Work to be completed: Could you recast the listing below as a two-column CSV with the header row request,answer, one row per request? Put each request's text and its answer in a single quoted field with line breaks turned into spaces, and leave the pictures out.

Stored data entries
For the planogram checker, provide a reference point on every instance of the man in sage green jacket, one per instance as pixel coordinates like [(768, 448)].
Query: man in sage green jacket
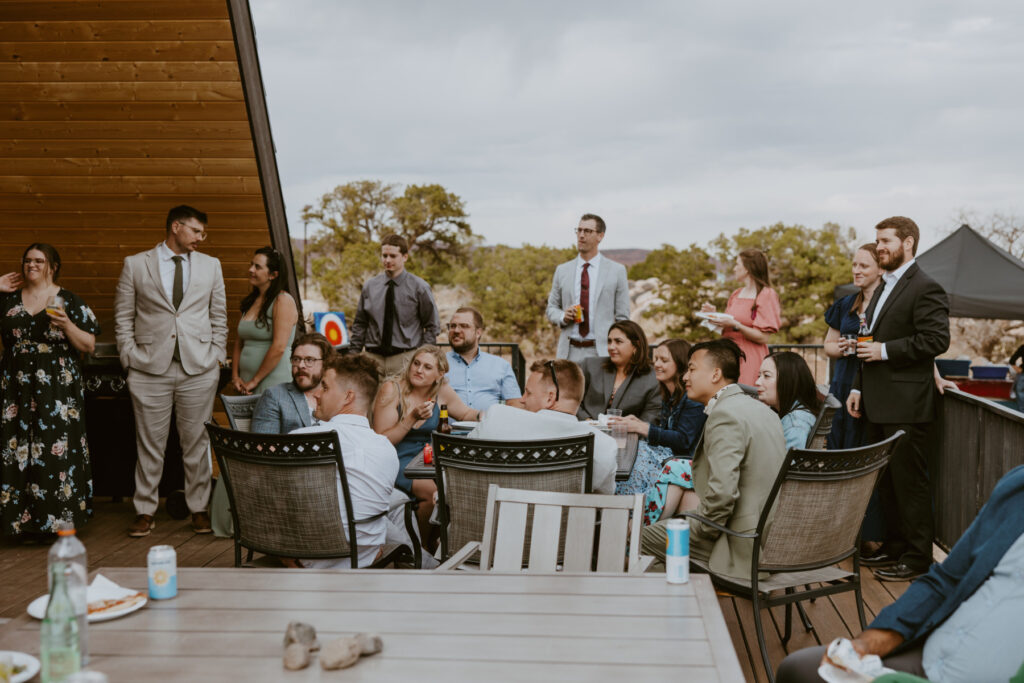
[(735, 464)]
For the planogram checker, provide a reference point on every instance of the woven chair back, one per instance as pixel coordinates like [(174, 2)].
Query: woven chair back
[(240, 411), (820, 504), (286, 492), (469, 466)]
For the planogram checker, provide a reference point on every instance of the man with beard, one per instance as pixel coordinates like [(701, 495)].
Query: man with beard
[(479, 378), (908, 317), (289, 406)]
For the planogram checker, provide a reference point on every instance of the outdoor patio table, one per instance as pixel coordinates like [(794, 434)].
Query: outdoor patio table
[(627, 457), (228, 625)]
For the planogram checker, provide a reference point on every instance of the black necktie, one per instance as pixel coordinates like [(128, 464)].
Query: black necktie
[(177, 292), (388, 317), (585, 301), (869, 313)]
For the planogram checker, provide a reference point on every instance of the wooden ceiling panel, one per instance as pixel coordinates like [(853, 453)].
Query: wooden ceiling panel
[(112, 112)]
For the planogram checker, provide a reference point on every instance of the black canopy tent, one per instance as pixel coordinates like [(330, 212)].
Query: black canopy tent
[(981, 279)]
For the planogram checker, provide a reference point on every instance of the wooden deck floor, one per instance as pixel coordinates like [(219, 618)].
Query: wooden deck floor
[(24, 571)]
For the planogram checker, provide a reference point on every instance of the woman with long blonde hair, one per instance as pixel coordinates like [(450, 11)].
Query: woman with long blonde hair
[(408, 410)]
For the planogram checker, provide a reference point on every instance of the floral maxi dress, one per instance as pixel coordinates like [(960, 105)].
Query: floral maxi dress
[(44, 457)]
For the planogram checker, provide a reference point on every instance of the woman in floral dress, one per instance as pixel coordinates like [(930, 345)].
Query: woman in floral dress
[(44, 458)]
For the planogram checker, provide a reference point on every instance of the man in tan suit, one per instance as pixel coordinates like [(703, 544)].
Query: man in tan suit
[(171, 326), (736, 461)]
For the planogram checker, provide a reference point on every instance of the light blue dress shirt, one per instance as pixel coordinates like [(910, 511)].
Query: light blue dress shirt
[(484, 381)]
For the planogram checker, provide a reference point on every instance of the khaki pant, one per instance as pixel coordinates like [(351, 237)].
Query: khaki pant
[(392, 365), (153, 397)]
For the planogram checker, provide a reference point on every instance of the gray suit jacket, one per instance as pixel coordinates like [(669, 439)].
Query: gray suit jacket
[(612, 302), (146, 325), (280, 410), (736, 462), (638, 394)]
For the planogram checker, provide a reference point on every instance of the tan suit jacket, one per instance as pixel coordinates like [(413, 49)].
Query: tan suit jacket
[(736, 462), (146, 325)]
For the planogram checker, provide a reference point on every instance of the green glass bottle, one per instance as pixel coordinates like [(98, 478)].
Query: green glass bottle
[(58, 633)]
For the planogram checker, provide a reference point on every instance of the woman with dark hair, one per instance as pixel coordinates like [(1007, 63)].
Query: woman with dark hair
[(785, 385), (844, 318), (752, 314), (623, 380), (45, 476), (674, 431), (266, 329)]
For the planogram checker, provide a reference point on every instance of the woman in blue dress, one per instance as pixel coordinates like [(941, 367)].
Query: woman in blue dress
[(844, 318), (786, 386), (408, 410), (675, 431)]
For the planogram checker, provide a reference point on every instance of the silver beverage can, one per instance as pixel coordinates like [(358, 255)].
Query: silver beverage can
[(163, 564), (677, 551)]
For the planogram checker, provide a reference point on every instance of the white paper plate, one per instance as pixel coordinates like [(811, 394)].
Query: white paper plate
[(30, 663), (37, 608)]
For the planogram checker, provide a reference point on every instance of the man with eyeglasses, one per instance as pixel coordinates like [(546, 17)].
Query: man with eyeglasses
[(479, 378), (290, 406), (588, 294), (170, 319), (554, 390)]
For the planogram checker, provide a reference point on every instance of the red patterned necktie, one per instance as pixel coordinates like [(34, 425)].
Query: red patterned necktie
[(585, 301)]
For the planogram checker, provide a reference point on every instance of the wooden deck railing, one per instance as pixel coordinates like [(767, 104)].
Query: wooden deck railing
[(973, 442)]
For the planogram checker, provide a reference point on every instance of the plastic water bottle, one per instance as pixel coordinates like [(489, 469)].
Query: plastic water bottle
[(58, 632), (69, 550)]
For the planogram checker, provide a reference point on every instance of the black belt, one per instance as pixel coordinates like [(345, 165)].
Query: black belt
[(387, 353)]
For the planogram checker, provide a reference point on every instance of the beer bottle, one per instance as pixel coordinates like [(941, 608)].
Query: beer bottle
[(444, 427)]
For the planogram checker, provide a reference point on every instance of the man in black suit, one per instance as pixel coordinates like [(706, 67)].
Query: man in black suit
[(909, 321)]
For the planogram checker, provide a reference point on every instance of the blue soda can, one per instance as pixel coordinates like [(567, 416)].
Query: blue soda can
[(163, 564), (677, 551)]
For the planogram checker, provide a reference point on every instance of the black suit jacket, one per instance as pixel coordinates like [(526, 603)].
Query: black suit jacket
[(913, 324)]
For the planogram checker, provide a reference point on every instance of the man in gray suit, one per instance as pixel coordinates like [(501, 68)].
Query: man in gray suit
[(736, 461), (171, 325), (287, 407), (597, 286)]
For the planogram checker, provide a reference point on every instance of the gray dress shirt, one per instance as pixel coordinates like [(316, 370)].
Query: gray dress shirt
[(416, 319)]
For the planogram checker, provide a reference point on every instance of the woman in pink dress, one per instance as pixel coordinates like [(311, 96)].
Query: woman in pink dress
[(752, 314)]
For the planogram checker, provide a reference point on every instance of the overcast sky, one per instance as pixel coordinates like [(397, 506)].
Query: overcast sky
[(675, 121)]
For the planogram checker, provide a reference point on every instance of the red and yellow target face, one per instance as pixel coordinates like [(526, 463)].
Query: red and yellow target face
[(332, 326)]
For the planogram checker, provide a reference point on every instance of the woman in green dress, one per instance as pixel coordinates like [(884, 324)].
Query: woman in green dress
[(45, 475), (266, 329)]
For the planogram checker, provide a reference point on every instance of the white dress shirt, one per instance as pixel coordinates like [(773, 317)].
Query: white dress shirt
[(371, 467), (890, 279), (595, 263), (167, 269), (514, 424)]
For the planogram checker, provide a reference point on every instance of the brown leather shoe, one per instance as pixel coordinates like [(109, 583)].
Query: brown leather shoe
[(141, 526), (201, 522)]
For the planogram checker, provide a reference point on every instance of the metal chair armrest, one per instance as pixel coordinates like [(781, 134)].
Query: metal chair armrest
[(723, 529), (460, 556)]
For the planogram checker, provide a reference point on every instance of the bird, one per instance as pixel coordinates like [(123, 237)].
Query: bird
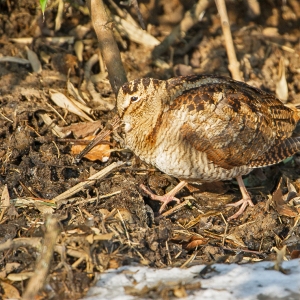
[(205, 128)]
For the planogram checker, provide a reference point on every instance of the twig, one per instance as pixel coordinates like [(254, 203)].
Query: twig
[(234, 65), (138, 12), (107, 44), (90, 181), (191, 17), (114, 124), (37, 281)]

Final result:
request,answer
"For the planogram checker, provide a reference point on every instance of the man in sage green jacket, one per instance as pixel coordinates like [(768, 448)]. Query: man in sage green jacket","[(735, 464)]"
"For the planogram checker, provide a reference point on every instance of the woven chair back, one per instance as pixel coordinates like [(174, 2)]. Query: woven chair back","[(240, 411), (820, 504), (286, 492), (469, 466)]"
"For the planogram checker, provide a reference point on every instance of the man with beard, one per instance as pixel coordinates like [(701, 495)]. Query: man with beard","[(479, 378), (908, 317), (289, 406)]"
"For the planogram checker, provide a reference point on every instance of the outdoor patio table, one per instance as pixel coordinates like [(794, 434)]. Query: outdoor patio table","[(627, 457), (228, 625)]"
"For the planogram checker, provide a reference point on every instance of the black necktie, one per instance as pixel coordinates like [(128, 464)]. Query: black necktie","[(177, 292), (388, 317), (585, 301), (869, 313)]"
"For the planogram checker, provide a reference point on every instance of the wooden ceiling panel, one per instance as pixel coordinates like [(853, 453)]. Query: wooden ceiling panel","[(112, 112)]"
"For the planogram checker, provide a reference point on every instance of the black canopy tent, one per instance as pixel coordinates like [(330, 212)]. Query: black canopy tent","[(981, 279)]"
"For the planogram checker, provide a reference point on every instance of the wooden deck floor, one per instance as pixel coordinates like [(219, 618)]. Query: wooden deck floor","[(24, 571)]"
"For the planogram checker, provide a reference point on every instance of the woman with long blonde hair, one per instance as pixel coordinates like [(450, 11)]. Query: woman with long blonde hair","[(408, 410)]"
"For the planogram checker, provide a reference point on every instance of the floral maxi dress, one per instance as pixel coordinates like [(960, 105)]. Query: floral maxi dress","[(44, 457)]"
"For the planogram checker, provide a reference point on every instance of the woman in floral dress, one per instance as pixel coordinates like [(930, 345)]. Query: woman in floral dress","[(44, 458)]"
"For the planogram checker, provide a reference point on every instance of the man in tan suit, one per instance as pixel coordinates like [(703, 544)]. Query: man in tan suit","[(171, 326), (736, 461)]"
"For the planogram checker, provide a reference point on every instance of the light blue dress shirt, one per instance as pixel coordinates like [(910, 511)]. Query: light blue dress shirt","[(484, 381)]"
"For the planogram checker, provide a reference point on every instance of the khaki pant, one per instance as pixel coordinates like [(351, 237)]. Query: khaki pant","[(392, 365), (153, 397)]"
"For the planogram checker, provide a reference point on every instance of the gray suit jacket, one per instance as pixel coordinates like [(669, 439)]. Query: gray suit jacket","[(612, 302), (146, 325), (280, 410), (736, 462), (638, 394)]"
"For the planogram checker, provide a reference point on every instance of the tan suit jacket, one per instance as pixel coordinates like [(413, 49)]. Query: tan suit jacket","[(736, 462), (146, 325)]"
"For the planogram checker, provide a reference point on every instance of the green glass bottle, one per instance as pixel coordinates like [(98, 478)]. Query: green glass bottle","[(58, 633)]"
"For the planogram checker, provide a reference point on every instance of the woman with dark hair, one per instance as pixel coordinates like [(1007, 63)]. Query: woman with dark hair","[(785, 385), (844, 318), (752, 314), (623, 380), (45, 476), (674, 431), (266, 329)]"
"For the planogram checker, provide a reference point on every instance of the woman in blue dress, one per instance as pixel coordinates like [(941, 367)]. Query: woman in blue dress","[(844, 318), (786, 386), (408, 410), (675, 431)]"
"For the planogram checker, provide a reference point on every instance of the silver beverage can, one per instance as pixel coordinates like [(358, 255)]. Query: silver beverage can","[(163, 564), (677, 551)]"
"For the planogram checker, provide a reference point on every instance of the white paper plate, one per instance as pixel coordinates like [(811, 394)]. Query: white paper plate","[(30, 663), (37, 608)]"
"For the planogram checker, provide a reference point on every instance of the man with eyeglasses, one per instance as pixel coordinates like [(546, 17)]. Query: man with eyeglasses","[(479, 378), (290, 406), (588, 294), (170, 319), (554, 390)]"
"For the planogram checker, provide a reference point on every instance of the red patterned necktie, one per instance as pixel coordinates like [(34, 425)]. Query: red patterned necktie","[(585, 301)]"
"For the planogram checker, provide a reference point on every instance of the wooden deck railing, one per instance as pixel coordinates like [(767, 104)]. Query: wooden deck railing","[(973, 442)]"
"For the planogram checker, provide a reference point on every instance of the plastic water bottle, one per instance as pixel coordinates like [(489, 469)]. Query: plastic water bottle","[(58, 632), (69, 550)]"
"For the planogram checker, provide a reference point on every instance of the black belt, one per instance as pixel coordinates like [(345, 165)]. Query: black belt","[(387, 353)]"
"For the planogram checker, provide a reference point on every instance of the beer bottle, one per instance as pixel coordinates like [(941, 608)]. Query: beer bottle","[(444, 427)]"
"For the planogram checker, provide a reference point on every instance of the man in black suit, one per instance as pixel coordinates like [(706, 67)]. Query: man in black suit","[(909, 321)]"
"For the planogram checker, provide a reference point on every instance of the blue soda can, one per instance as pixel coordinates like [(567, 416)]. Query: blue soda can","[(163, 564), (677, 551)]"
"For the planogram checker, provide a reference point on every instance of the black suit jacket, one per instance as pixel coordinates like [(526, 603)]. Query: black suit jacket","[(913, 324)]"
"For the planogram checker, provide a reference point on every instance of the man in gray suit, one per instance as pixel coordinates like [(501, 68)]. Query: man in gray suit","[(736, 461), (171, 325), (287, 407), (597, 286)]"
"For the planogram checker, provide a reference point on every instance of the gray dress shirt, one per instance as pixel coordinates like [(316, 370)]. Query: gray dress shirt","[(416, 319)]"
"For the planogram checker, provide a reference point on every instance of the woman in pink dress, one per instance as pixel coordinates like [(311, 96)]. Query: woman in pink dress","[(752, 314)]"
"For the planogram checker, provide a reference point on every instance of the overcast sky, one per instance as pixel coordinates like [(397, 506)]. Query: overcast sky","[(675, 121)]"
"For the planogram checker, provide a reference point on every instance of the red and yellow target face, one per instance as pixel coordinates like [(526, 463)]. Query: red and yellow target face","[(332, 326)]"
"For the planogram checker, provide a reference point on every instance of the woman in green dress, one per instance as pixel coordinates like [(884, 324)]. Query: woman in green dress","[(45, 475), (266, 329)]"
"For the planogram checker, provide a reference point on every instance of the white dress shirt, one per instance as pixel coordinates like [(773, 317)]. Query: white dress shirt","[(371, 467), (890, 279), (595, 263), (167, 269), (514, 424)]"
"For the planogram checker, provide a reference point on every instance of the brown leather shoe, one per instance as pixel coordinates like [(109, 583)]. Query: brown leather shoe","[(141, 526), (201, 522)]"
"For the planogram checker, provide a reference point on every instance of the metal chair armrest, one per instance as pixel coordinates like [(781, 134)]. Query: metal chair armrest","[(723, 529), (460, 556)]"
"For the planogram checker, provide a reference point on every instance of the bird, one per instance as pixel coordinates like [(123, 237)]. Query: bird","[(205, 128)]"
"For the planogram checker, provide a reference point on every instance of the twig, one per instance as pixel coordinates like [(254, 203)]. Query: twig","[(234, 65), (138, 12), (107, 44), (90, 181), (191, 17), (114, 124), (37, 281)]"